■ TASK PROMPT ■
Collect each line of the rows below that contains the string "your", treating uppercase and lowercase as distinct.

Boundary annotation rows:
☆ ☆ ☆ ☆

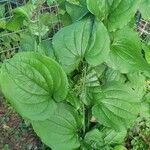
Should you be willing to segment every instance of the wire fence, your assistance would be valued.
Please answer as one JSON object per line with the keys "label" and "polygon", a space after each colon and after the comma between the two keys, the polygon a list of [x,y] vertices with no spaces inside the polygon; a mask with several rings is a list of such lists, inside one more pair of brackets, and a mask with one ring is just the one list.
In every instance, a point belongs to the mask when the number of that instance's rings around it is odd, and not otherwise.
{"label": "wire fence", "polygon": [[[3,26],[6,22],[9,22],[13,18],[14,9],[27,5],[28,0],[0,0],[0,61],[3,61],[5,58],[11,57],[16,50],[20,47],[20,35],[22,33],[26,33],[26,28],[21,28],[15,31],[10,31],[4,29]],[[42,40],[51,39],[52,36],[61,28],[61,19],[58,15],[59,6],[57,1],[55,1],[52,5],[47,5],[47,3],[43,3],[40,6],[38,11],[34,11],[33,16],[37,16],[49,13],[54,14],[51,18],[49,18],[49,22],[51,22],[51,31],[46,34]],[[150,22],[141,18],[140,12],[137,12],[137,22],[136,22],[136,31],[139,33],[142,41],[146,42],[150,40]],[[37,17],[38,19],[38,17]],[[35,20],[34,20],[35,21]],[[37,20],[38,23],[38,20]],[[39,29],[40,30],[40,29]]]}
{"label": "wire fence", "polygon": [[[9,22],[15,16],[14,9],[25,6],[27,3],[28,0],[0,0],[0,61],[11,57],[19,49],[20,35],[28,31],[26,28],[21,28],[15,31],[4,28],[6,22]],[[51,17],[49,16],[47,20],[51,24],[50,33],[46,34],[42,40],[51,39],[52,36],[61,28],[61,19],[59,18],[58,11],[58,3],[55,1],[52,5],[48,5],[45,2],[40,5],[38,10],[35,9],[33,12],[33,17],[36,16],[37,19],[35,20],[34,18],[35,23],[38,23],[38,15],[42,15],[44,13],[53,14]]]}

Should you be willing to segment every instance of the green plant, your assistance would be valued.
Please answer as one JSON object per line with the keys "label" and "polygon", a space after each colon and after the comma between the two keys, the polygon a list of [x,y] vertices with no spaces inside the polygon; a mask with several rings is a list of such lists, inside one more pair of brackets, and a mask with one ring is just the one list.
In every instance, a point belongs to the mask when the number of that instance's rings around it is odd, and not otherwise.
{"label": "green plant", "polygon": [[150,76],[130,27],[140,0],[72,4],[88,12],[54,35],[55,57],[16,54],[2,65],[1,89],[53,150],[125,149],[120,145],[143,111]]}

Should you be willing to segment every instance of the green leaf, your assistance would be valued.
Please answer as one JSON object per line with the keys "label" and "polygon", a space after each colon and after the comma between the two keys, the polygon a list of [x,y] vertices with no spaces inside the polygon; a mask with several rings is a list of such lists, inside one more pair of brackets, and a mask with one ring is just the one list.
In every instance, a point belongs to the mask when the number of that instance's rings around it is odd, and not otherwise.
{"label": "green leaf", "polygon": [[0,4],[0,18],[5,17],[5,4]]}
{"label": "green leaf", "polygon": [[0,85],[16,111],[31,120],[49,118],[55,101],[63,101],[68,91],[67,77],[59,64],[33,52],[22,52],[6,61]]}
{"label": "green leaf", "polygon": [[107,145],[122,144],[127,135],[127,130],[118,132],[113,129],[103,128],[101,132],[104,134],[104,141]]}
{"label": "green leaf", "polygon": [[105,73],[105,78],[107,82],[110,81],[120,81],[121,83],[124,83],[126,81],[126,78],[123,74],[121,74],[117,70],[113,70],[111,68],[108,68],[108,70]]}
{"label": "green leaf", "polygon": [[97,121],[118,131],[127,129],[140,112],[141,102],[136,93],[118,82],[110,82],[97,90],[93,99],[97,101],[92,108]]}
{"label": "green leaf", "polygon": [[29,33],[20,35],[20,51],[36,51],[38,48],[36,39]]}
{"label": "green leaf", "polygon": [[150,0],[141,0],[139,10],[144,19],[150,20]]}
{"label": "green leaf", "polygon": [[23,27],[23,21],[24,17],[22,16],[13,16],[7,23],[6,23],[6,29],[10,31],[17,31],[20,30]]}
{"label": "green leaf", "polygon": [[102,22],[78,21],[61,29],[53,38],[55,55],[67,73],[78,69],[84,58],[99,65],[109,52],[109,36]]}
{"label": "green leaf", "polygon": [[108,16],[109,31],[114,31],[127,25],[139,8],[140,1],[141,0],[114,0],[112,10]]}
{"label": "green leaf", "polygon": [[89,11],[99,19],[107,18],[113,0],[87,0]]}
{"label": "green leaf", "polygon": [[127,148],[124,147],[123,145],[117,145],[117,146],[114,147],[113,150],[127,150]]}
{"label": "green leaf", "polygon": [[80,146],[81,118],[69,105],[58,104],[51,118],[34,121],[32,125],[42,141],[53,150],[73,150]]}
{"label": "green leaf", "polygon": [[96,66],[108,58],[110,39],[104,24],[95,20],[90,39],[90,47],[86,51],[85,58],[90,65]]}
{"label": "green leaf", "polygon": [[71,16],[73,22],[82,19],[88,12],[86,7],[69,2],[66,3],[66,11]]}
{"label": "green leaf", "polygon": [[62,28],[53,38],[55,55],[67,73],[78,68],[90,39],[91,21],[82,20]]}
{"label": "green leaf", "polygon": [[121,73],[150,72],[143,58],[140,39],[132,29],[125,27],[113,34],[113,43],[107,64]]}
{"label": "green leaf", "polygon": [[98,129],[87,132],[84,142],[88,144],[91,149],[103,149],[105,147],[103,133],[101,133]]}
{"label": "green leaf", "polygon": [[142,99],[147,90],[146,77],[140,72],[129,73],[127,77],[129,80],[128,86],[134,89],[139,99]]}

☆ ☆ ☆ ☆

■ SOLUTION ■
Should you be willing to segment every instance of the wire fence, your assistance would be valued.
Should you be willing to segment every instance of the green plant, your assistance would be valued.
Should you be willing to segment every instance of the green leaf, your assistance would be valued.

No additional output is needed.